<<<<
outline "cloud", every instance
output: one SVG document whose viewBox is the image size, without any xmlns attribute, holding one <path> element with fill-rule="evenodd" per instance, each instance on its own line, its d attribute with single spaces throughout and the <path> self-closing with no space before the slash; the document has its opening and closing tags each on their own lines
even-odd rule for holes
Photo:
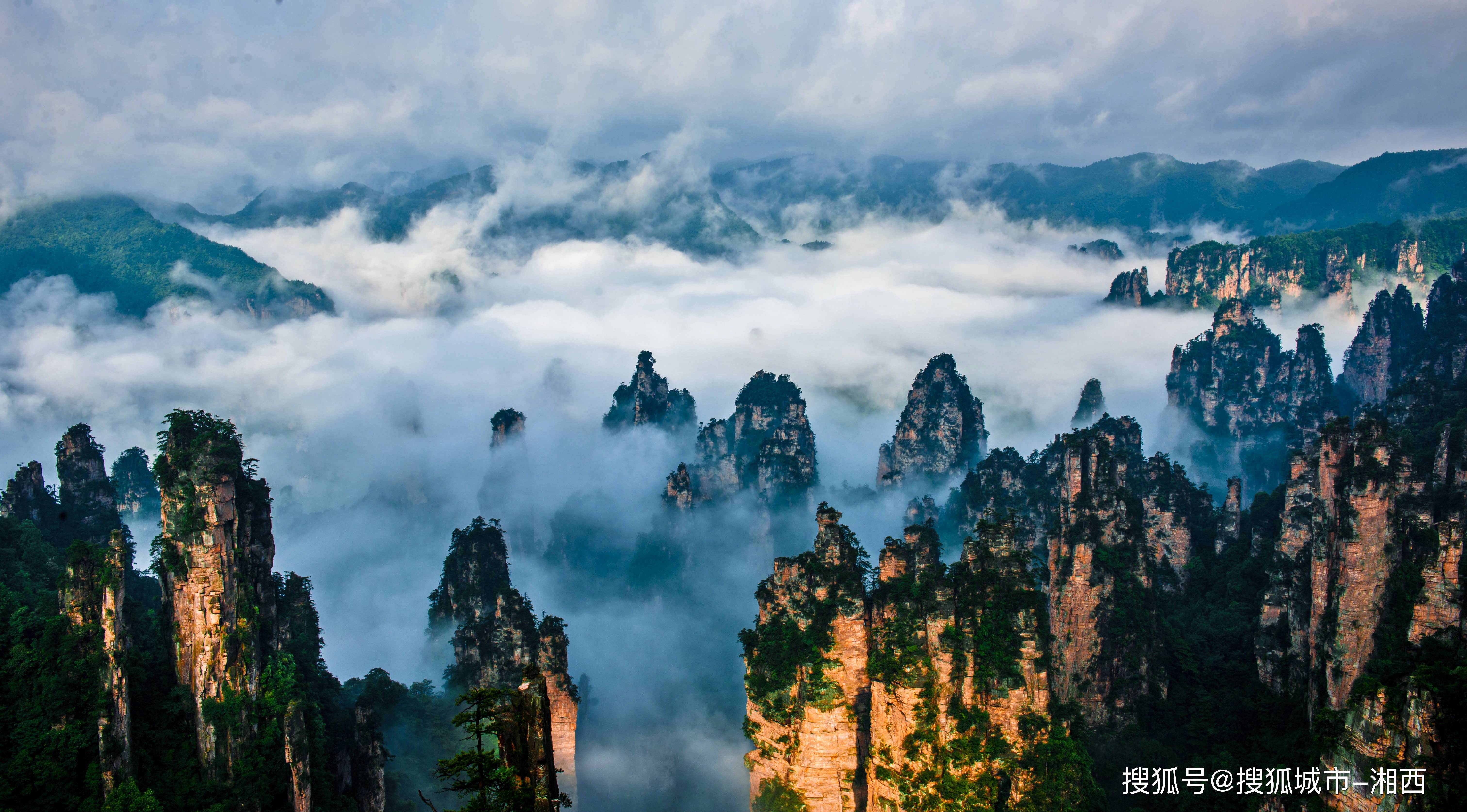
<svg viewBox="0 0 1467 812">
<path fill-rule="evenodd" d="M 65 277 L 25 280 L 0 299 L 0 435 L 10 463 L 43 460 L 54 481 L 51 446 L 73 422 L 89 422 L 113 459 L 151 449 L 169 409 L 233 418 L 273 487 L 276 569 L 314 579 L 326 658 L 343 679 L 377 665 L 402 682 L 442 673 L 450 654 L 424 626 L 449 532 L 499 517 L 513 582 L 568 620 L 572 674 L 596 686 L 581 791 L 597 809 L 739 803 L 736 632 L 770 558 L 813 535 L 810 516 L 770 523 L 748 504 L 667 522 L 659 494 L 691 440 L 600 428 L 638 350 L 692 391 L 704 421 L 728 416 L 754 371 L 791 374 L 810 403 L 822 498 L 874 553 L 899 532 L 910 494 L 858 500 L 841 485 L 874 484 L 876 450 L 930 356 L 954 353 L 995 447 L 1045 444 L 1099 377 L 1159 450 L 1171 349 L 1210 321 L 1099 306 L 1121 268 L 1068 245 L 1105 236 L 1135 264 L 1165 259 L 1118 233 L 992 210 L 958 208 L 939 226 L 870 221 L 820 252 L 770 243 L 697 262 L 637 240 L 515 258 L 478 237 L 484 208 L 502 204 L 440 207 L 396 243 L 371 242 L 355 211 L 210 232 L 323 286 L 334 317 L 261 325 L 170 300 L 136 321 Z M 1291 340 L 1316 314 L 1270 318 Z M 1329 330 L 1339 358 L 1345 330 Z M 525 412 L 528 428 L 491 450 L 502 407 Z"/>
<path fill-rule="evenodd" d="M 443 158 L 628 158 L 689 126 L 710 161 L 1353 163 L 1460 145 L 1436 100 L 1467 91 L 1464 22 L 1438 0 L 35 0 L 0 7 L 0 164 L 13 193 L 232 210 Z"/>
</svg>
>>>>
## Task directions
Return every line of the records above word for word, but leave the pictures out.

## Solution to this exercise
outline "cloud", every instance
output: one SVG document whose viewBox is the image size, without any xmlns attribute, holding one <path> element with fill-rule="evenodd" per instance, each instance on its own line, its d attribute with single spaces throughout and the <path> self-closing with no space before the slash; the document has its opening and closing tags each on their own lines
even-odd rule for holes
Photo:
<svg viewBox="0 0 1467 812">
<path fill-rule="evenodd" d="M 65 277 L 25 280 L 0 299 L 0 435 L 10 463 L 43 460 L 54 481 L 51 446 L 73 422 L 89 422 L 113 459 L 151 449 L 169 409 L 233 418 L 273 487 L 276 569 L 314 579 L 326 658 L 343 679 L 377 665 L 402 682 L 442 673 L 450 654 L 424 626 L 449 532 L 499 517 L 513 582 L 568 620 L 572 674 L 596 686 L 581 791 L 597 809 L 739 803 L 736 632 L 770 558 L 813 535 L 810 516 L 770 523 L 748 504 L 667 522 L 659 494 L 691 440 L 600 428 L 638 350 L 692 391 L 704 421 L 728 416 L 754 371 L 791 374 L 810 403 L 822 498 L 874 553 L 899 532 L 910 494 L 858 500 L 841 485 L 874 484 L 876 450 L 930 356 L 954 353 L 995 447 L 1045 444 L 1099 377 L 1159 450 L 1171 349 L 1210 321 L 1099 306 L 1121 268 L 1068 245 L 1105 236 L 1135 264 L 1165 259 L 1118 233 L 992 210 L 958 208 L 939 226 L 870 221 L 820 252 L 770 243 L 697 262 L 637 240 L 515 258 L 478 237 L 484 208 L 502 204 L 440 207 L 396 243 L 371 242 L 355 211 L 210 232 L 323 286 L 334 317 L 261 325 L 170 300 L 136 321 Z M 1291 340 L 1316 314 L 1270 318 Z M 1329 330 L 1339 358 L 1345 330 Z M 525 412 L 528 428 L 491 450 L 502 407 Z"/>
<path fill-rule="evenodd" d="M 443 158 L 628 158 L 689 126 L 710 161 L 1353 163 L 1460 145 L 1436 100 L 1467 91 L 1464 22 L 1438 0 L 35 0 L 0 7 L 0 164 L 13 193 L 232 210 Z"/>
</svg>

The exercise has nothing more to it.